START Dataset
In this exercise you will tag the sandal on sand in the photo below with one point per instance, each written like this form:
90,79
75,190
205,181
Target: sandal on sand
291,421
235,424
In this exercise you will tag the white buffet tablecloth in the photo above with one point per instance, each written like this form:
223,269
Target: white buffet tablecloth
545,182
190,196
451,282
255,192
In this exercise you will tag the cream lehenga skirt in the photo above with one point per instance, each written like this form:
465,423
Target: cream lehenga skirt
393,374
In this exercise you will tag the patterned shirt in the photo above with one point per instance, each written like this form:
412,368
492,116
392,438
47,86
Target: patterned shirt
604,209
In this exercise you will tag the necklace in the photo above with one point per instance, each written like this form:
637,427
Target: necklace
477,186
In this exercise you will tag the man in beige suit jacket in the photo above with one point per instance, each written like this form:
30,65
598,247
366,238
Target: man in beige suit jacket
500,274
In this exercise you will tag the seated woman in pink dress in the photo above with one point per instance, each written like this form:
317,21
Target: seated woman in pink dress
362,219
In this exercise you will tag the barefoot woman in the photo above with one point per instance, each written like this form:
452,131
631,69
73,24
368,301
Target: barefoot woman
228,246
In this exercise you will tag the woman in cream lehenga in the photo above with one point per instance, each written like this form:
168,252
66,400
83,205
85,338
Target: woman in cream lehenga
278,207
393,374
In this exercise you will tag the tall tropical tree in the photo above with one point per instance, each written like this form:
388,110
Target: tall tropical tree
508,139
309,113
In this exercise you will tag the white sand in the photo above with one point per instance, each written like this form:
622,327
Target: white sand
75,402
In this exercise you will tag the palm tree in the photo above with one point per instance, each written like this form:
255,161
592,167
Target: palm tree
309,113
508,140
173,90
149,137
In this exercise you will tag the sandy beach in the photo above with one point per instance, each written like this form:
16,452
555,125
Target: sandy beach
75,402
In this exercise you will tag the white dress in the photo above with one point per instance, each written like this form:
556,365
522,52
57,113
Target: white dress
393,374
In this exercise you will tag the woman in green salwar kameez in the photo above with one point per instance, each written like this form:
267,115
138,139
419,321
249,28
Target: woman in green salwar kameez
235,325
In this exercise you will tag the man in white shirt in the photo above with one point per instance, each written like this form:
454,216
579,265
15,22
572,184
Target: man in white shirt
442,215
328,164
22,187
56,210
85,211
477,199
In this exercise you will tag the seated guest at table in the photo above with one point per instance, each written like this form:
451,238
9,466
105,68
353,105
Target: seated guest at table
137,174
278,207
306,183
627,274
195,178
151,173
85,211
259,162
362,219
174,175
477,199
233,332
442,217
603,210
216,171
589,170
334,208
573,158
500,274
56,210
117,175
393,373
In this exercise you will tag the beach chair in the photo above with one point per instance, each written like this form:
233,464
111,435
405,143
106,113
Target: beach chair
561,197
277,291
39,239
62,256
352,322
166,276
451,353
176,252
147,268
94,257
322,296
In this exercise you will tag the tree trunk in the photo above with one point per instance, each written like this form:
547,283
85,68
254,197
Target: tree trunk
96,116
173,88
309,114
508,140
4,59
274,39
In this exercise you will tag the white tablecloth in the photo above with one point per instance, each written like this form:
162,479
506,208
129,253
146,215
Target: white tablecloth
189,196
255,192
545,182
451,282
END Dataset
Problem ->
Return the full listing, word for word.

Solution to this problem ->
In this exercise you will tag the sandal on sand in the photo below with one point per instance, each written like this form:
90,79
75,190
205,181
Target: sandal on sand
291,421
235,424
In this exercise you will tag the white buffet tablecloth in the photo above with one point per instance, each written like this form:
223,269
Target: white buffet tablecloth
545,182
190,196
451,282
255,192
In this exercise you will tag the cream lehenga skirt in the photo above with one point per instance, each written like this form:
465,423
Target: cream lehenga skirt
393,374
In this exercise you will tag the patterned shirt in the photo above with one point per instance, each written like this form:
412,368
492,116
392,438
47,86
Target: patterned shirt
604,209
In this exercise you will tag the necklace in the photo above with one point per instance, each written like this form:
637,427
Target: necklace
477,186
In this exercise you will tag the man in beige suit jacket in the photo above with one point per instance, each written like this form:
30,65
598,247
366,238
Target: man in beige suit jacket
500,274
In this exercise you will tag the seated woman in pink dress in the photo above with one point per instance, each written like this form:
317,21
Target: seated woman in pink dress
362,219
In this exercise you will tag the barefoot woman in the photo above with one point per instance, each written like this form:
452,131
631,69
73,24
368,301
Target: barefoot woman
228,246
In this exercise you will tag the woman in cream lehenga in the photo above with one point per instance, each written like this form:
168,252
66,400
83,205
85,338
Target: woman in cream lehenga
278,207
393,374
In this exercise you will tag the tall tropical tree in the photo above with one point per instance, each written like this form:
388,110
Target: tall tropical tree
508,139
309,113
In this exercise you will tag the white sand in the photo above with one point per instance, each written like this form:
622,327
Target: white sand
75,402
In this exercise you will tag the palm tree in the photo above with one point per instance, each written like this form:
255,161
592,167
Target: palm tree
309,113
508,140
173,90
149,137
In this exercise you will tag the sandy beach in the photo above with one point per instance, each written like this form:
16,452
555,125
Target: sandy beach
75,402
In this exercise you will tag the white dress in the photo above with one point per instance, each written like this form:
556,365
522,52
57,113
Target: white dress
393,374
In this exercise you will tag the woman in green salwar kameez in the photo above with one point per instance, each written like this form:
267,115
138,139
419,321
249,28
Target: woman in green salwar kameez
235,325
In this exercise you will tag the man in white shirt in the photo above with one point per instance, each written like this form:
454,216
579,265
15,22
572,184
Target: man in white shirt
442,215
328,164
22,187
56,210
85,211
477,199
In this exercise you will tag the seated guest at table in the photo above with one point per instance, each written like this form:
451,238
9,466
105,68
353,105
Target: seated guest at table
137,174
278,207
306,183
627,274
195,178
151,173
85,211
259,162
362,219
174,175
477,199
233,332
442,217
603,210
216,171
589,170
334,208
573,158
500,274
56,210
117,175
393,373
In this exercise you will tag the beach chair in the photo above with one point per instance, each written like this form:
233,464
111,435
405,143
106,113
Target: beach chair
561,197
277,291
39,239
62,256
352,322
166,276
451,353
176,252
147,268
94,257
322,296
In this exercise you will tag the tree trunk in the photo above with one point per instance, each written like this form:
547,283
85,68
254,197
Target: tree trunk
96,116
173,88
309,114
508,140
4,59
274,39
In this exercise you will tag the white tablecloth in the photo above with one point per instance, each written like this form:
162,479
506,208
129,253
146,215
Target: white tablecloth
189,196
255,192
545,182
451,282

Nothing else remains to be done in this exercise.